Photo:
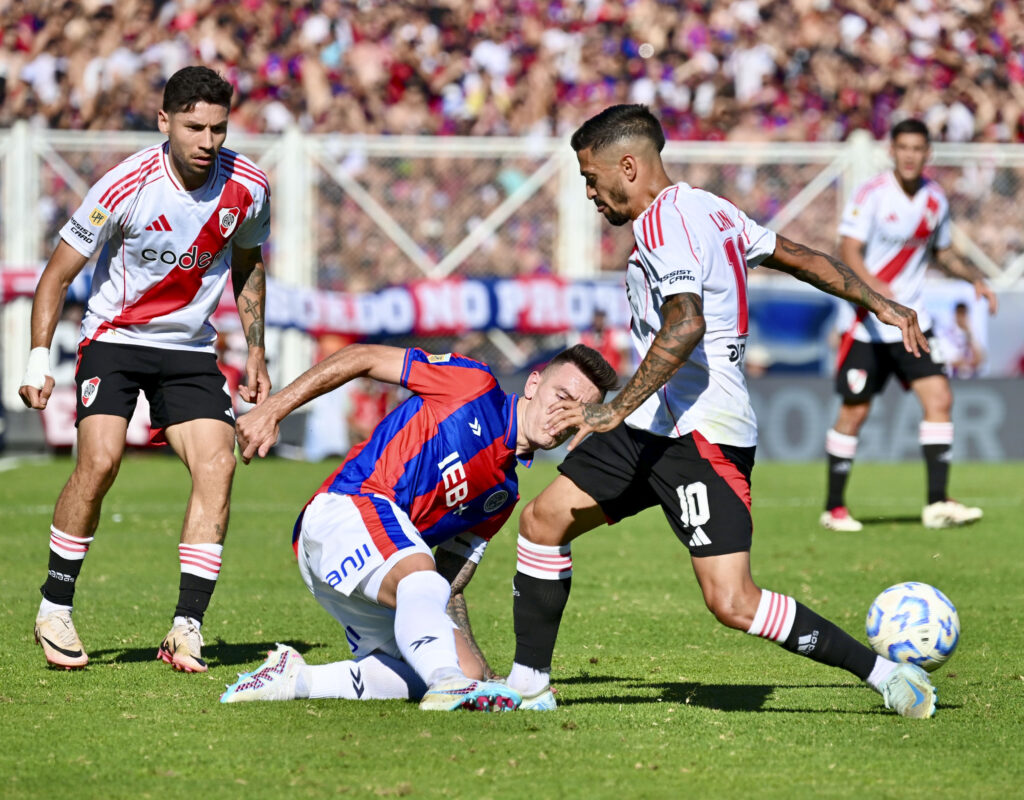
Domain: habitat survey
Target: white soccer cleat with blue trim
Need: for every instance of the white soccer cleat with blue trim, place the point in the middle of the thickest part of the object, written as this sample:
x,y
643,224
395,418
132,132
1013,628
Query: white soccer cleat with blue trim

▶ [Description of the task]: Write out the listing above line for line, keeping every word and mark as it stands but leaving the picture out.

▶ [Output]:
Photo:
Domain: habitat survey
Target: white soccer cleat with blue trim
Need: for every instance of the white soccer cleat with blue trim, place the point in the middle of the thickest part of the object, written as this sample:
x,y
643,224
395,418
132,132
1013,628
Query: white soccer cleat with blue trim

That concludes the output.